Find each line in the records that contains the word "lists" and copy those lines. The match is case-sensitive.

# start of Supplied material

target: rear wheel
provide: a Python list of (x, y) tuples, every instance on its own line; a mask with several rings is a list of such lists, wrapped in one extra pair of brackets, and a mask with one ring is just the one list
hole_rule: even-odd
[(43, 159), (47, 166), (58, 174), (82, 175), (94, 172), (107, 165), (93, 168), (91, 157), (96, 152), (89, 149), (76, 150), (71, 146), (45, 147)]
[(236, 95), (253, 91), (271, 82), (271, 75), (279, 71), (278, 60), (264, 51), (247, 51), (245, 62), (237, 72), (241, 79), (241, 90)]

# end of Supplied material

_Solution_
provide: a Python list of (x, y) tuples, every instance on its own line; a mask with several rings is a list of such lists, wrapped in one extra pair of brackets, and a mask with one ring is just the one list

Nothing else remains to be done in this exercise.